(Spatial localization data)
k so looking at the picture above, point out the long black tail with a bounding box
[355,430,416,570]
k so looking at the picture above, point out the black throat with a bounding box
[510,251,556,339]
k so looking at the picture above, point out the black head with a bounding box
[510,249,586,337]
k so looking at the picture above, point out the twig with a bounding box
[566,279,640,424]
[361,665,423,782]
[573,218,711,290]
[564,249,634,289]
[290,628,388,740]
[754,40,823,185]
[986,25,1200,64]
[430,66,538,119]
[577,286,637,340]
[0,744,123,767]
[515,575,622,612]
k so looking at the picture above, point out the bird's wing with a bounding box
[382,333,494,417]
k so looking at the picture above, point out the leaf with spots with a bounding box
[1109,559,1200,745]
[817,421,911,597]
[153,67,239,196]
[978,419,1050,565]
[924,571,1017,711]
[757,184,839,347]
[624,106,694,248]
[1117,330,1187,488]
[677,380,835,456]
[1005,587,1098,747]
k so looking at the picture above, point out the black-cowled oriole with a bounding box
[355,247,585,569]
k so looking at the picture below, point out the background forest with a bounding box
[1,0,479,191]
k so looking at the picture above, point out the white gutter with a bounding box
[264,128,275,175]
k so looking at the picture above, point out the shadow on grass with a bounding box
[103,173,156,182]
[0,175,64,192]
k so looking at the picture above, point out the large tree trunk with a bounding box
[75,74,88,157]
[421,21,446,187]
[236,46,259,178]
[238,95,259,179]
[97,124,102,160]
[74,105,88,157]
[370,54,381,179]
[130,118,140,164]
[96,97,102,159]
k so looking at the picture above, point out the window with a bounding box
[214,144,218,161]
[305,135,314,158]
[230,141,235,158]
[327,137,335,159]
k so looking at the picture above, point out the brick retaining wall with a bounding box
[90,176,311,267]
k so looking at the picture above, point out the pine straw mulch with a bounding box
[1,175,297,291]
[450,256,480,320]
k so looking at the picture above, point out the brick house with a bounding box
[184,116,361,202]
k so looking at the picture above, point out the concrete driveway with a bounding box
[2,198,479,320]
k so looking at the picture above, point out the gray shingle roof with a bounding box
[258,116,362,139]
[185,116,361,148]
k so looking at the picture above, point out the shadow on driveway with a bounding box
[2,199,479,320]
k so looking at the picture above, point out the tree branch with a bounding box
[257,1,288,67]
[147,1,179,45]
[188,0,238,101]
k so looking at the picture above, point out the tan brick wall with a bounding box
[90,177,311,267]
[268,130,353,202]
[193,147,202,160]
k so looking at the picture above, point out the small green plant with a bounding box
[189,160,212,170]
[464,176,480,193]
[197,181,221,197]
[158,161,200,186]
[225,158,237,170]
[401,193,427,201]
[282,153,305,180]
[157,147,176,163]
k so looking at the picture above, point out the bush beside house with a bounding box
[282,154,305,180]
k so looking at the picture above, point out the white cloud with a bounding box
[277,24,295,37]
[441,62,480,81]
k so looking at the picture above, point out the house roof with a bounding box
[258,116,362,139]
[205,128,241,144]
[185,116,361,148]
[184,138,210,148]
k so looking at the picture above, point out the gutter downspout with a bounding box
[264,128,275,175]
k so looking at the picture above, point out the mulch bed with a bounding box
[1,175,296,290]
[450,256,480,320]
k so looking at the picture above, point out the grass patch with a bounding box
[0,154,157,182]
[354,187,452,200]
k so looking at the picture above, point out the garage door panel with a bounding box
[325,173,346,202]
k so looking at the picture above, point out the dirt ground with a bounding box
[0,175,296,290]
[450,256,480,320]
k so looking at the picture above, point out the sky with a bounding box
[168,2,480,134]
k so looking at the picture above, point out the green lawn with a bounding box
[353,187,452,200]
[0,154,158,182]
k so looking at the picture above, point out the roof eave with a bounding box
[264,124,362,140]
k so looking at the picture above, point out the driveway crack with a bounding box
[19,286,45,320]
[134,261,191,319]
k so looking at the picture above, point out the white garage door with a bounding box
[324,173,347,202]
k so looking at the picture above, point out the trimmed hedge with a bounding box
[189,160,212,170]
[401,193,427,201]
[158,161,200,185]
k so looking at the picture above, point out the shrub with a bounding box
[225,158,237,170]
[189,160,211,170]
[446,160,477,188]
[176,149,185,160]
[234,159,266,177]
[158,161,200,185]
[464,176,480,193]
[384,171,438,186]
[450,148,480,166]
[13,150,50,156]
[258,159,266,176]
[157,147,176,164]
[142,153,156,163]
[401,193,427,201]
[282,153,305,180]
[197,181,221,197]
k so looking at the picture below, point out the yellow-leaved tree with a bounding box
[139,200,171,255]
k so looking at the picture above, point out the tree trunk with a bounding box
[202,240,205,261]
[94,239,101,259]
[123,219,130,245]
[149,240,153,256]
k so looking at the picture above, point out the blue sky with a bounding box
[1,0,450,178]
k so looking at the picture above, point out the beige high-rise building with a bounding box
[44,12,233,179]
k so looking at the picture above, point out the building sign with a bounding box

• What this task involves
Output each entry exactly as written, leaving none out.

• Answer to the problem
k so looking at the picture above, point out the long black tail with a bounding box
[355,430,416,570]
k so looking at the picture above, point out the black throat with a bounding box
[510,251,556,339]
k so looking at the picture above, point out the black head with a bounding box
[510,249,586,337]
k so looking at the picture above, point out the twig with a bounding box
[566,279,640,424]
[361,665,423,782]
[573,218,711,290]
[564,249,634,289]
[290,628,388,740]
[754,40,823,185]
[986,25,1200,64]
[430,66,538,119]
[577,286,637,340]
[0,744,123,767]
[515,575,622,612]
k so looking at the picture above, point out the bird's wing with a bounding box
[382,333,494,417]
k so looking at the picture above, point out the leaf with spots with a bounding box
[1109,559,1200,745]
[817,421,911,597]
[153,67,239,196]
[978,419,1050,565]
[924,571,1017,711]
[757,184,839,347]
[624,106,694,248]
[1117,330,1187,488]
[677,380,835,456]
[1005,587,1098,747]
k so looking at the picture above, point out the black-cowled oriole with a bounding box
[355,247,585,569]
k so looking at the picture below, point out the background forest with a bounding box
[1,0,479,191]
k so looking at the picture above, point out the white gutter with a bounding box
[264,128,275,175]
k so looking at the picture above, point out the shadow on grass with a bounding box
[103,173,156,182]
[0,175,64,192]
k so looking at the picture above, point out the large tree trunk with a bounding box
[75,74,88,157]
[421,21,446,187]
[236,46,259,178]
[238,95,259,179]
[97,124,102,160]
[74,105,88,157]
[370,54,381,179]
[130,118,140,164]
[96,97,102,159]
k so looking at the picture above, point out the window with a bounding box
[214,144,218,161]
[305,135,314,158]
[230,141,235,158]
[327,137,335,159]
k so looking at the picture above, point out the brick retaining wall with a bounding box
[90,176,311,267]
k so looking at the picture above, point out the pine straw mulch with a bounding box
[1,175,297,291]
[450,256,480,320]
k so looking at the picture above, point out the brick house with a bounding box
[184,116,361,202]
k so looking at the picture above, point out the concrete driveway with a bounding box
[2,198,479,320]
k so looking at the picture above, point out the gray shingle roof with a bounding box
[258,116,362,139]
[185,116,361,148]
k so looking at the picture above, point out the shadow on driveway with a bounding box
[2,199,479,320]
k so looking at the picture above, point out the tree branch with a bounding box
[257,1,288,67]
[147,1,179,45]
[188,0,238,101]
k so looking at the picture above, point out the tan brick wall with a bounding box
[90,177,311,267]
[268,130,353,202]
[193,147,202,160]
k so looking at the picture above, point out the small green plant with a bounding box
[189,160,212,170]
[464,176,480,193]
[197,181,221,197]
[158,161,200,186]
[225,158,237,170]
[401,193,427,201]
[282,153,305,180]
[157,147,176,163]
k so looking at the picture above, point out the bush beside house with a bounding box
[282,154,305,180]
k so looking at the picture above, point out the white cloud with a bounding box
[277,24,295,37]
[441,62,480,81]
k so looking at the picture above, point out the house roof with a bounding box
[258,116,362,139]
[205,128,241,144]
[185,116,361,148]
[184,138,210,148]
k so looking at the picture above, point out the gutter downspout with a bounding box
[264,128,275,175]
k so looking at the picture above, point out the mulch bed with a bounding box
[1,175,296,290]
[450,256,480,320]
k so looking at the picture above, point out the grass patch with a bounding box
[0,154,157,182]
[354,187,452,200]
k so looking at the picture above, point out the garage door panel with a bounding box
[325,173,346,202]
k so looking at the picture above, point out the dirt ground with a bounding box
[0,175,296,290]
[450,256,480,320]
k so looking at the picture above, point out the sky with a bounding box
[168,2,480,134]
k so looking at the picture above, point out the green lawn with a bounding box
[353,187,452,200]
[0,154,158,182]
k so looking at the picture above, point out the roof eave with a bounding box
[264,124,362,140]
k so looking at the picture above, point out the driveway crack with a bounding box
[19,286,45,320]
[134,261,191,319]
k so looking at the picture above, point out the white garage door with a bounding box
[324,173,347,202]
k so looking at the picture above, point out the trimmed hedge with a bounding box
[189,160,212,170]
[401,193,427,201]
[158,161,200,185]
k so looking at the picture above, point out the shrub with a bounding box
[225,158,237,170]
[189,160,211,170]
[446,160,477,188]
[176,149,185,160]
[234,159,266,177]
[158,161,200,185]
[464,176,480,193]
[384,171,438,186]
[450,148,480,166]
[13,150,50,156]
[258,159,266,176]
[157,147,176,164]
[142,153,156,163]
[401,193,427,201]
[282,153,305,180]
[197,181,221,197]
k so looking at the picture below, point out the yellow-leaved tree with a bounding box
[139,200,171,255]
k so looking at the picture above, point out the tree trunk with a bounding box
[202,240,205,261]
[94,239,101,259]
[123,219,130,245]
[149,240,153,256]
k so looking at the picture above, point out the blue sky with a bounding box
[1,0,450,178]
k so looking at the picture above, point out the beige high-rise building with a bounding box
[44,12,233,179]
k so looking at the picture above, point out the building sign with a bounding box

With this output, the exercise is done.